* SELECTED PASSAGE *
──────────
When you are registered as a user for the Elgg system you will receive an email with your username
and password. There is also a link in the email that takes you to the Elgg home and log in page. Click
on the link.

Enter the username and password you were sent in the email and click
on Go or press Return.

This takes to the Welcome page. You will see invitations to:
     create your profile
     start your blog
     see what everyone else is talking about

In addition there are listed the latest news items.

As a registered user of the Elgg system you are able to start and run your own personal blog, join a
community blog, or just follow others’ blogs and the public communities and comment on their
entries.

Creating Your Profile
Start by putting some information into your profile. Click on the create your profile link. Read the
short bit of text at the top of the edit this profile screen. Scroll down to see the various information
fields available. Notice that each information field allows you to control who can see this information.
You have the choice of private (no one other than you can see it), public (anyone on the internet can
see it) and logged in users (only registered users of Elgg who are currently logged in can see it).

I would recommend that you do not fill in any of the information fields that ask for personal data like
home address, phone numbers, etc. Put some brief information into Who am I, Brief description
(this puts a short piece of text with your personal picture or icon when you upload one in due course),
and Email. If you don’t want the world to see this information, choose the logged in users access
level for each.

You will see some further information fields that ask you to add words separated by commas, for
example the interests field. Words and phrases entered here and separated by commas become search
terms that help users identify others who share their interests. Elgg is a ‘social software’ system that
facilitates the development of communities and networks of individuals who share ideas and interests.

You profile can be edited at any time so don’t worry of you aren’t sure yet what to put in the fields or
decide you don’t want to for the moment (or ever!). When you have finished with your profile, scroll
to the bottom of the screen and click on the save your profile button.

You will see that your profile displayed. Notice that any fields you did not put information in are not
displayed. Just above the profile is a menu of options:




Apart from the option to return to the profile editing screen, there is an option to upload a site picture.
This is a small picture (icon) to identify you and is displayed with any entries you make to your

Getting Started with Elgg                        1                                Terry Wassall February 2006
personal blog, if you choose to start one, and to community blogs. Instructions on this are included at
the end of this document.

Above this section submenu you will see the main menu bar. This is displayed at the top of the screen
wherever you are within the Elgg system.
──────────
* ENTRIES SUPPLIED *

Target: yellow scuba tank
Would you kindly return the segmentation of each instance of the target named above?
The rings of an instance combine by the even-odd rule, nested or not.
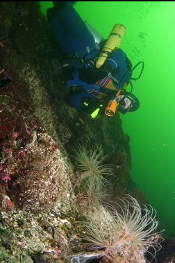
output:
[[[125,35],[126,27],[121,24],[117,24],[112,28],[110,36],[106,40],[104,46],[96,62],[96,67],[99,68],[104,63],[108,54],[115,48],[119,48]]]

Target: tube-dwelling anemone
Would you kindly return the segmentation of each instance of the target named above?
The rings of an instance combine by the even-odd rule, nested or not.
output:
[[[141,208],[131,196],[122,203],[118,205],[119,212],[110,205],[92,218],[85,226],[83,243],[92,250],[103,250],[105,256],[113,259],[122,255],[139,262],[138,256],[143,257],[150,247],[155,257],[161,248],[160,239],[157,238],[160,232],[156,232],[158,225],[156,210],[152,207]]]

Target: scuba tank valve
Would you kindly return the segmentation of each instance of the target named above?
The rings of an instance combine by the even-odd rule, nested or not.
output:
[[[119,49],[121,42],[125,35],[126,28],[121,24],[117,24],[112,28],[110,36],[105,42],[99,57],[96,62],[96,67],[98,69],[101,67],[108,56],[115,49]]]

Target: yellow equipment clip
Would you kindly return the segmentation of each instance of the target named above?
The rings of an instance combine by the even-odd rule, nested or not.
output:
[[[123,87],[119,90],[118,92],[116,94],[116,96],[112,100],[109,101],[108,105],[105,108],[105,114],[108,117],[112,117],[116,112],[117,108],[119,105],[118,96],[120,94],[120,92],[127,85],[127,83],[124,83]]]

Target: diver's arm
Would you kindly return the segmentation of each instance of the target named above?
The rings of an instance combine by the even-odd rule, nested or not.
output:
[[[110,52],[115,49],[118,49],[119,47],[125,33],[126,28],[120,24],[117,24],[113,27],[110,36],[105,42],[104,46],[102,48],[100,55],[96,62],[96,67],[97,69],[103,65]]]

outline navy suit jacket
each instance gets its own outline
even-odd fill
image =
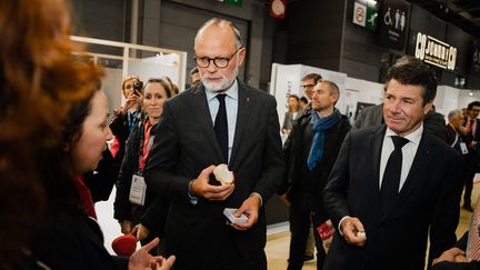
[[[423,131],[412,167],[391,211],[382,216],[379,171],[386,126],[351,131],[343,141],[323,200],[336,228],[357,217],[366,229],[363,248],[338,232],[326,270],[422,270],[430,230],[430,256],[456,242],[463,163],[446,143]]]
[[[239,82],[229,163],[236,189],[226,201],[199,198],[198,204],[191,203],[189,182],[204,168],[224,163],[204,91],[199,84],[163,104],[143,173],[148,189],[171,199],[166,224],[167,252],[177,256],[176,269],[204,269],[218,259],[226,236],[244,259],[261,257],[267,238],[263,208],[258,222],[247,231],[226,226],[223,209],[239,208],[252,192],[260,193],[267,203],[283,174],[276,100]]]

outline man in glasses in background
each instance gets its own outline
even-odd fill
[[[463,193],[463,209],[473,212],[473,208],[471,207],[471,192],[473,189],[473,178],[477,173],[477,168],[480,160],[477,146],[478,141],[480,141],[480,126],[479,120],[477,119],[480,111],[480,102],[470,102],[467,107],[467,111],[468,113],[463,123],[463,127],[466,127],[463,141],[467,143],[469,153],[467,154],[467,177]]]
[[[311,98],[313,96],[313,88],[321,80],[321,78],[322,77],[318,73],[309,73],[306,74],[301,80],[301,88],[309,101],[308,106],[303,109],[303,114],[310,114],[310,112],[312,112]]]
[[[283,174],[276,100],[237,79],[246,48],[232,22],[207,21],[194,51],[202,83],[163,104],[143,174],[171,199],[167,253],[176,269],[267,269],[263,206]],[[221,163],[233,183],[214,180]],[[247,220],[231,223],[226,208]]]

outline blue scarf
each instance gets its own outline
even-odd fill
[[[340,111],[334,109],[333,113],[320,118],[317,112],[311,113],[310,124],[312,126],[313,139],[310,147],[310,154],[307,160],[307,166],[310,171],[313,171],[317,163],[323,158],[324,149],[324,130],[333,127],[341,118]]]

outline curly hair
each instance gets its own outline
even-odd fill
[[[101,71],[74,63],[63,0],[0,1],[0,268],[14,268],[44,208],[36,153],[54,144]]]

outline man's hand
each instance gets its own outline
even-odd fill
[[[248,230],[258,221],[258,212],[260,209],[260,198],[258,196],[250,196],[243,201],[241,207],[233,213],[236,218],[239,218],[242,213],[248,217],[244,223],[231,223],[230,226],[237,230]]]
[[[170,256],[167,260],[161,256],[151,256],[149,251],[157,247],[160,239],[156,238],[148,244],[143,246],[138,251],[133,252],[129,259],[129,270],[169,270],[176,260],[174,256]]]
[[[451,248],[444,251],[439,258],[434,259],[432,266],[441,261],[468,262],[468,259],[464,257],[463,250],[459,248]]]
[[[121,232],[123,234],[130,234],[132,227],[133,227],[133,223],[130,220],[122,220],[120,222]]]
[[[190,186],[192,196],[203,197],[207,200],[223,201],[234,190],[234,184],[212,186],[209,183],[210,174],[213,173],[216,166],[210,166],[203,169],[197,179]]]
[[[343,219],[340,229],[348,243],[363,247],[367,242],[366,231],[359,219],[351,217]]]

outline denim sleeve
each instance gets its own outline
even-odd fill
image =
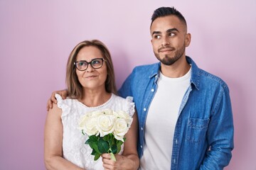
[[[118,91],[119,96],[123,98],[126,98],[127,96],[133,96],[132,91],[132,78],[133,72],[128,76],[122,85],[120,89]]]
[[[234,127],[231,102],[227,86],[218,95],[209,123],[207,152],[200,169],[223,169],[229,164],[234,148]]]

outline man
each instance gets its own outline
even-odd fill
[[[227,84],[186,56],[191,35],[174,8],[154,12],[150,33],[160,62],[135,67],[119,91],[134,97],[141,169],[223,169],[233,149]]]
──────────
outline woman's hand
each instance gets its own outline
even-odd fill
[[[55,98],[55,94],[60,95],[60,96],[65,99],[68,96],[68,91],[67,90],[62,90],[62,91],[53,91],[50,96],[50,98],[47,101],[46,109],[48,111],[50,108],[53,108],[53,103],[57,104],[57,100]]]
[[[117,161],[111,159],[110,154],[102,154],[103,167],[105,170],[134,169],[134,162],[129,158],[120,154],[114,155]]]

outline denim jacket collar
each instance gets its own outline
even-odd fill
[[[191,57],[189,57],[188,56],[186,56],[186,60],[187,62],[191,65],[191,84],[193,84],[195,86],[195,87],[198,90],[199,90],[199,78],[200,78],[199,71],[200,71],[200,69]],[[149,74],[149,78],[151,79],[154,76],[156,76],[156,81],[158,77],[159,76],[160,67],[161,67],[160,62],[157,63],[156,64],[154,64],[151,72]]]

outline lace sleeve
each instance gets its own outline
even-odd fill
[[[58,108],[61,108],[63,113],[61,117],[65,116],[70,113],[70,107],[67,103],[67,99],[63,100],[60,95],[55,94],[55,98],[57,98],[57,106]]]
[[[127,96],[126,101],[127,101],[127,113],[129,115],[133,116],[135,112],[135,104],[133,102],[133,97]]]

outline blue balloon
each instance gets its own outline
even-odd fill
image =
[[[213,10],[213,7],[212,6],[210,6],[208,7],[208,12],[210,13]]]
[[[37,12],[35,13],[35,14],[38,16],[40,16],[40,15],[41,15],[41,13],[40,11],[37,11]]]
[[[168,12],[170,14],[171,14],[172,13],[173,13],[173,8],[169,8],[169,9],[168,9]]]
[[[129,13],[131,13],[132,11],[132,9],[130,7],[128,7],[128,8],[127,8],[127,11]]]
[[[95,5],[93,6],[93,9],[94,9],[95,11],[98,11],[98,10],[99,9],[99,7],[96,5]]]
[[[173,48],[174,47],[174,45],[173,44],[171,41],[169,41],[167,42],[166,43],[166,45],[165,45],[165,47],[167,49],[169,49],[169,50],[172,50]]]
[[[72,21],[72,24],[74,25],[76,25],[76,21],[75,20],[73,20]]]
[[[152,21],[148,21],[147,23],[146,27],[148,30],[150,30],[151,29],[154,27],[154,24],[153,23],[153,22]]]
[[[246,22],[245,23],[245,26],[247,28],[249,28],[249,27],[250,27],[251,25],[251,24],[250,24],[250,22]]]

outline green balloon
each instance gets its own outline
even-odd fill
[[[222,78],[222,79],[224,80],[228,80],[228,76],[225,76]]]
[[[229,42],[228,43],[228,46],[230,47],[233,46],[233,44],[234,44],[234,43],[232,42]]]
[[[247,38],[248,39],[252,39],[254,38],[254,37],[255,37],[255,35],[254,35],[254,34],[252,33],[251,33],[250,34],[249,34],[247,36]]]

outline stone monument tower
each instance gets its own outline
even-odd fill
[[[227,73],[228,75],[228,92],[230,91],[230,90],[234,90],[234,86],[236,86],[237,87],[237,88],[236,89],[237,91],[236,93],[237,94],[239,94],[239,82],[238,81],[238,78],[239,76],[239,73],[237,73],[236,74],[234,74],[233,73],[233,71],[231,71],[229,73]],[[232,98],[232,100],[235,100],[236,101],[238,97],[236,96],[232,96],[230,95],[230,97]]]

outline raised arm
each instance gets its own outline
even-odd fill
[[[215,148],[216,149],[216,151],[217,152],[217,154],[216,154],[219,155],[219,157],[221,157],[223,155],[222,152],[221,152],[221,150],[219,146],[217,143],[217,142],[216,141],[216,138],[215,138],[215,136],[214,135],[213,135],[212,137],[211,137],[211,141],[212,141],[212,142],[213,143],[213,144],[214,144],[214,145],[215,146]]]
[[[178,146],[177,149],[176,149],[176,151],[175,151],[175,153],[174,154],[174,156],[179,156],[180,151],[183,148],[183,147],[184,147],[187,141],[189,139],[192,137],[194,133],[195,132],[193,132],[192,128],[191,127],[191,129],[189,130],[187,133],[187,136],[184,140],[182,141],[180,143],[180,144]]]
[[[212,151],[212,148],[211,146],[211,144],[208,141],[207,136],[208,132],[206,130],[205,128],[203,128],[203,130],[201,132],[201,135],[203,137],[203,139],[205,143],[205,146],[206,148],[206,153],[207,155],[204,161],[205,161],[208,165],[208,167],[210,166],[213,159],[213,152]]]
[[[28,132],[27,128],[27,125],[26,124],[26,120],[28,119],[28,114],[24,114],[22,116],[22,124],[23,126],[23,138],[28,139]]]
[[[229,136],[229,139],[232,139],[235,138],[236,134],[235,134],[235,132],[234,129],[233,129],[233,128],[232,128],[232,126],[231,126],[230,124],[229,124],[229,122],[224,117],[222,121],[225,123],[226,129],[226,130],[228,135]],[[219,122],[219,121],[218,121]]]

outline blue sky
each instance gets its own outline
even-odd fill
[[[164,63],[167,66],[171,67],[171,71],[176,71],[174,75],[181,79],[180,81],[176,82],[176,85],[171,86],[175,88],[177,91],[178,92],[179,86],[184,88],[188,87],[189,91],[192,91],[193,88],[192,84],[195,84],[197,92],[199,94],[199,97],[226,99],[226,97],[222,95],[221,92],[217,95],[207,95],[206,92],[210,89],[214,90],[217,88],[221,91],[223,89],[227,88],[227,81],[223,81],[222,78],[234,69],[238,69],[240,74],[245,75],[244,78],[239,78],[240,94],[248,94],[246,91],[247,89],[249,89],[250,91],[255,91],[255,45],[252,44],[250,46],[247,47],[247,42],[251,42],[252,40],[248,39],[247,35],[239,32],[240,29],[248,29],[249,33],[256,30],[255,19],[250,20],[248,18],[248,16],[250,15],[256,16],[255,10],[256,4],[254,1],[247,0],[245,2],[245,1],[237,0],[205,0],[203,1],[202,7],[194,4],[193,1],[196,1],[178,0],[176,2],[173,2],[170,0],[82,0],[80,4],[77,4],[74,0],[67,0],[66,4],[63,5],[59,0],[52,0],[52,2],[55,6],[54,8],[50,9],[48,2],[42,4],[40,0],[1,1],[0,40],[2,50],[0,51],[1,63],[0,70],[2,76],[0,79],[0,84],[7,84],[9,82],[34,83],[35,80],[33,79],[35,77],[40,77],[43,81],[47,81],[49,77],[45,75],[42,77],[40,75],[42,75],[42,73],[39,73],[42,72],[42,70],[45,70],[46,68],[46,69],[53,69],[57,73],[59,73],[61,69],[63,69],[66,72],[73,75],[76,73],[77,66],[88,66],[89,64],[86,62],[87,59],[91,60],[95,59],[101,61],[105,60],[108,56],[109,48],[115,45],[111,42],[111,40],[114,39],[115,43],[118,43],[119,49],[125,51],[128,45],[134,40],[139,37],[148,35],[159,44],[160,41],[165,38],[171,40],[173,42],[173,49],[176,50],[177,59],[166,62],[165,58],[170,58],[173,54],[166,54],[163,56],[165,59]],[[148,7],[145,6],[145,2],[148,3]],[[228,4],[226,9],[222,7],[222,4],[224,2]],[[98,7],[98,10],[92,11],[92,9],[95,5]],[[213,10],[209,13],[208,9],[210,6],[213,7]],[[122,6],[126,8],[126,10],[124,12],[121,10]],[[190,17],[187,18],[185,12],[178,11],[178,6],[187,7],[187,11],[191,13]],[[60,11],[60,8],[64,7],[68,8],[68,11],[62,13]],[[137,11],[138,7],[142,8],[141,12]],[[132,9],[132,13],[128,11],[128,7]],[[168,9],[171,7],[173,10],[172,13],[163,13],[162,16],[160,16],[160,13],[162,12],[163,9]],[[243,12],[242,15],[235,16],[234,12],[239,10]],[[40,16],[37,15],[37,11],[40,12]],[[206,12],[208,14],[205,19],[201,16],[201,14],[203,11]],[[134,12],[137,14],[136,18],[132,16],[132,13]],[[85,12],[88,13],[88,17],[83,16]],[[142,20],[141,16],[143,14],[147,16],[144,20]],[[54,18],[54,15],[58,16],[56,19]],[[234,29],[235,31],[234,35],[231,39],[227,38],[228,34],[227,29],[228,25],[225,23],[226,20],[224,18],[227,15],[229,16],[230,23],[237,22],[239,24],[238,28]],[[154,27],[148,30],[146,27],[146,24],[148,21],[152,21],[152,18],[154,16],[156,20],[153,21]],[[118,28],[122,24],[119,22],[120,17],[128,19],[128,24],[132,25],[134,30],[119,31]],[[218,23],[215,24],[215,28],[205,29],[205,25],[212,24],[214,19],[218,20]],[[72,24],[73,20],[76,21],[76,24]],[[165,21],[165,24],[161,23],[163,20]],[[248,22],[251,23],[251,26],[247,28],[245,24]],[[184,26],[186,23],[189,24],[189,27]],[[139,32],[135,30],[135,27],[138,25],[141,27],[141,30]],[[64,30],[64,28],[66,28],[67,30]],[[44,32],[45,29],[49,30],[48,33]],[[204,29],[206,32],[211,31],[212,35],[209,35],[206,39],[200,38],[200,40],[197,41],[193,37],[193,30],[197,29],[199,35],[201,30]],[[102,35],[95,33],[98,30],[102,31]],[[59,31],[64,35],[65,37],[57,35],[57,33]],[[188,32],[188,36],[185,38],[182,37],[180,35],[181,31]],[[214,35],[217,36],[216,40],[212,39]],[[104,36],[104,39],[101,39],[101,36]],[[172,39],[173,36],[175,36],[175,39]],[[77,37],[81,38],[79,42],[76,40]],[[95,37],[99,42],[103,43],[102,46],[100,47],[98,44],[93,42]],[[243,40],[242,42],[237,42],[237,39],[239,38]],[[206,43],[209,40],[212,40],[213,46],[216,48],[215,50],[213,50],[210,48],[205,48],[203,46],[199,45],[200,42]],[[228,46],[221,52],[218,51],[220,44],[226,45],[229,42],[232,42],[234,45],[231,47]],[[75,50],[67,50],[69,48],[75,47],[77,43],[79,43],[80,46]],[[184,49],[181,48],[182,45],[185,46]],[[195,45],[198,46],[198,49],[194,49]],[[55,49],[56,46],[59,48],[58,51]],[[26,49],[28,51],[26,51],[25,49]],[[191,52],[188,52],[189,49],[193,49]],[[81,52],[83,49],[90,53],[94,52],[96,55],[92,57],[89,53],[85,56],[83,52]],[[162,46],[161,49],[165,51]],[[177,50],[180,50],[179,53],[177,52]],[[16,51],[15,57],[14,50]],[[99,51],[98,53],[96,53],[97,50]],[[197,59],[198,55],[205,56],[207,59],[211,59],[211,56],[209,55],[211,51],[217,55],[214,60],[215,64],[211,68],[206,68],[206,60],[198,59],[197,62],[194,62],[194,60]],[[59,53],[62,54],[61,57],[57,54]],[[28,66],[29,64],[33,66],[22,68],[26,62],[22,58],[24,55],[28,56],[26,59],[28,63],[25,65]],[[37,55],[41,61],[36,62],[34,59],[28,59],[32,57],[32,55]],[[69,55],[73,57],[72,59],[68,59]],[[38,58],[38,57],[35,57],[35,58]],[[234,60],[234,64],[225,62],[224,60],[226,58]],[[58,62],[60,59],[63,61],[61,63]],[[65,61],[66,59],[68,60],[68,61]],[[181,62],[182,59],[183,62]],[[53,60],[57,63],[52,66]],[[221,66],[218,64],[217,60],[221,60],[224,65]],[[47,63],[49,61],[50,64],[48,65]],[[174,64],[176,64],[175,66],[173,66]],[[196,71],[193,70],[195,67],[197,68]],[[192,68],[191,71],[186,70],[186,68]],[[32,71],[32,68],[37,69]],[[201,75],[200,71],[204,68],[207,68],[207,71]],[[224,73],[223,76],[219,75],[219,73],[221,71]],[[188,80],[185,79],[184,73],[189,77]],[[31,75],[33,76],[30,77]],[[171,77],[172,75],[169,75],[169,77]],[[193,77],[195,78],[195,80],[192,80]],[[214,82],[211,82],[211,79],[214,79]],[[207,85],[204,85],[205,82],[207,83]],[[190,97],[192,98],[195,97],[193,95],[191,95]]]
──────────
* STATED TASK 1 *
Summarize the Elgg getting-started guide in two sentences.
* STATED TASK 2 *
Extend the Elgg getting-started guide, picking up right after its last sentence about the main menu bar.

* EXERCISE OUTPUT 1 *
After logging in with the username and password sent by email, a new Elgg user reaches a Welcome page that invites them to create a profile, start a blog, or see what everyone else is talking about. The guide advises starting with the profile, where each field has its own access level (private, public, or logged in users), comma-separated words become search terms, and the profile can be edited at any time and saved with the save your profile button.

* EXERCISE OUTPUT 2 *
The Your Profile tab is highlighted as this is where you are at the moment. The other tabs take you to
different areas in you Elgg ‘personal learning landscape’. You can go to and start or update your blog,
you can upload files to you personal file store, open and visit individuals and communities in your
network, and so on.

Click on the Your Blog tab. This will take you to your personal blog which is, of course, empty at the
moment. Notice the new submenu that is now displayed.




There are a number of options available while you are in your blog. You can post a new entry, view
the blog, look at past entries that are archived monthly, view all your friends blogs (others’ blogs you
have linked to as friends if any), or view all the current posts to all the personal and community blogs.
(The RSS feed tab will be described later in this document).

The next instructions are on posting a first entry to your blog. You may wish to postpone this until
you have some idea of what you want to post. You may of course decide you don’t want to make use
of your personal blog and will simply read the other blogs and communities. If you don’t want to start
you blog now, click on the View all posts option and scroll through a few screens of entries to get an
idea of who is blogging and the sorts of things they are using their blogs for. You will also see some
community blog posts. Some of these are particular interest groups, others are communities set up to
support particular modules and projects. If and when you are ready to start your own blog, click on
the Your Blog tab in the main menu bar and return to these instructions.

Starting your blog
Click on the Post a new entry option in the blog submenu. You will see a screen not dissimilar to a
typical email new message screen. There is a post title field and a post body field. To try out posting
an entry, enter any text you wish into these fields. As you will see, you can post an entry that no one
else but you can see. You can also delete entries, edit entries and change the access to entries, i.e. an
entry you post as private can be changed to any other access level; public or logged on users only.
(There are additional access options, for instance to only allowed a particular group of users to read a
post, but this facility is beyond the scope of this document).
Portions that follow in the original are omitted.